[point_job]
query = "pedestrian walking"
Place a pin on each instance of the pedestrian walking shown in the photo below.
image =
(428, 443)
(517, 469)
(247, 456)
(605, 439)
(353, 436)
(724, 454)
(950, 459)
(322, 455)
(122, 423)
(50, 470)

------

> TRY IT
The full set of records must be transcribed character for character.

> SOLVED PROBLEM
[point_job]
query = "pedestrian walking"
Place a pin on each instance of the pedestrian walking shown in the photo below.
image =
(428, 443)
(517, 469)
(247, 456)
(605, 439)
(353, 436)
(724, 454)
(950, 459)
(322, 455)
(122, 423)
(50, 470)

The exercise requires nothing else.